**TASK REQUIREMENTS:**
Please retype all the data below exactly, line for line.
BEGIN INFORMATION SUPPLIED
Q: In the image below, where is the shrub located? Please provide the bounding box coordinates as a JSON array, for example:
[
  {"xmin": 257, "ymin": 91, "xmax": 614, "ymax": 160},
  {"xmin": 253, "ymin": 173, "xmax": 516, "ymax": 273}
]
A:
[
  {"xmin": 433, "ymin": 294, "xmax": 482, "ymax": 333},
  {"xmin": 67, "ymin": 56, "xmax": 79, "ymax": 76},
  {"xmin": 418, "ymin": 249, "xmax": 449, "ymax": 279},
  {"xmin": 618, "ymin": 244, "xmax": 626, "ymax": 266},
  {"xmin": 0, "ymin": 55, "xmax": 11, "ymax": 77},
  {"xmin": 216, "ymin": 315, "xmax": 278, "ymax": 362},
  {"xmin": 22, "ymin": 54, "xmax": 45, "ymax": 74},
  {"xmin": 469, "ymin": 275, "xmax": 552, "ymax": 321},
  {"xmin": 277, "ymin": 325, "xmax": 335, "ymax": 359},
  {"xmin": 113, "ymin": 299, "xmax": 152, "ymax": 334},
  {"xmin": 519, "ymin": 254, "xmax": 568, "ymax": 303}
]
END INFORMATION SUPPLIED
**TASK RESPONSE:**
Q: In the image below, where is the shrub located? Please provide the bounding box coordinates as a JSON array, for example:
[
  {"xmin": 257, "ymin": 91, "xmax": 614, "ymax": 160},
  {"xmin": 253, "ymin": 173, "xmax": 516, "ymax": 273}
]
A:
[
  {"xmin": 433, "ymin": 294, "xmax": 482, "ymax": 333},
  {"xmin": 67, "ymin": 56, "xmax": 79, "ymax": 76},
  {"xmin": 418, "ymin": 249, "xmax": 449, "ymax": 279},
  {"xmin": 618, "ymin": 244, "xmax": 626, "ymax": 266},
  {"xmin": 0, "ymin": 55, "xmax": 11, "ymax": 77},
  {"xmin": 216, "ymin": 315, "xmax": 278, "ymax": 362},
  {"xmin": 22, "ymin": 54, "xmax": 45, "ymax": 74},
  {"xmin": 469, "ymin": 275, "xmax": 552, "ymax": 321},
  {"xmin": 277, "ymin": 325, "xmax": 335, "ymax": 359},
  {"xmin": 113, "ymin": 299, "xmax": 152, "ymax": 334},
  {"xmin": 519, "ymin": 254, "xmax": 568, "ymax": 303}
]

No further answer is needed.